▶ [Page text]
▼▼▼

= Adaptive collaborative control =

Decision-making approach

Adaptive collaborative control is a decision-making approach that enables humans and robots to work together as partners rather than in traditional master-slave relationships. Unlike conventional robotic systems where humans directly control every action, adaptive collaborative control allows autonomous agents (robots) and human operators to collaborate as peers, sharing decision-making responsibilities to accomplish common goals.

This methodology is implemented through hybrid computational models that combine finite-state machines with functional models as subcomponents. These models simulate the behavior of multi-agent systems where both human and robotic participants contribute to task execution and work product development. The approach represents a fundamental shift from traditional control theory applications in teleoperation, moving away from the paradigm of "humans as controllers/robots as tools" toward genuine human-robot collaboration.

The concept of "collaborative control" was first developed in the late 1990s and early 2000s by Fong, Thorpe, and Baur (1999). According to Fong et al., robots operating under collaborative control must possess three essential characteristics: they must be self-reliant (capable of independent operation), aware (able to perceive and understand their environment and situation), and adaptive (able to modify their behavior based on changing conditions). The "adaptive" qualifier, while not always explicitly stated in literature, is considered fundamental to the official definition of collaborative control.

Early implementations focused primarily on vehicle teleoperation, where the approach demonstrated its potential to enhance remote control operations. Modern applications have expanded significantly to include training systems, analytical tools, and engineering applications across various domains: teleoperations involving humans and multiple robots, multi-robot collaborative systems, unmanned vehicle control, and fault-tolerant controller design.

== Operational framework ==
Like traditional control methodologies, adaptive collaborative control processes system inputs and regulates outputs according to predefined rules. However, it differs fundamentally in how these rules are applied. The constraints operate primarily at the strategic level, governing high-level goals and tasks as defined by human operators. Lower-level tactical decisions remain adaptive and flexible, accommodating varying degrees of autonomy, interaction patterns, and capabilities of different agents (both human and robotic).

▲▲▲

▶ [Dataset extract]
▼▼▼

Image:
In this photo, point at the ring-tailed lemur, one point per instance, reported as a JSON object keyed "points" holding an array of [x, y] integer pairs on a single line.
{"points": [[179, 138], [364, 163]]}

▲▲▲

▶ [Requirements]
a) Please give the adaptive collaborative control text again, starting at "This methodology is" and ending at "genuine human-robot collaboration.", and swap "hybrid computational models" for "mixed computational models".
b) In the adaptive collaborative control text, which three characteristics do Fong et al. say robots under collaborative control must possess?

▶ [Solutions per task]
a)
This methodology is implemented through mixed computational models that combine finite-state machines with functional models as subcomponents. These models simulate the behavior of multi-agent systems where both human and robotic participants contribute to task execution and work product development. The approach represents a fundamental shift from traditional control theory applications in teleoperation, moving away from the paradigm of "humans as controllers/robots as tools" toward genuine human-robot collaboration.

b) They must be self-reliant, aware, and adaptive.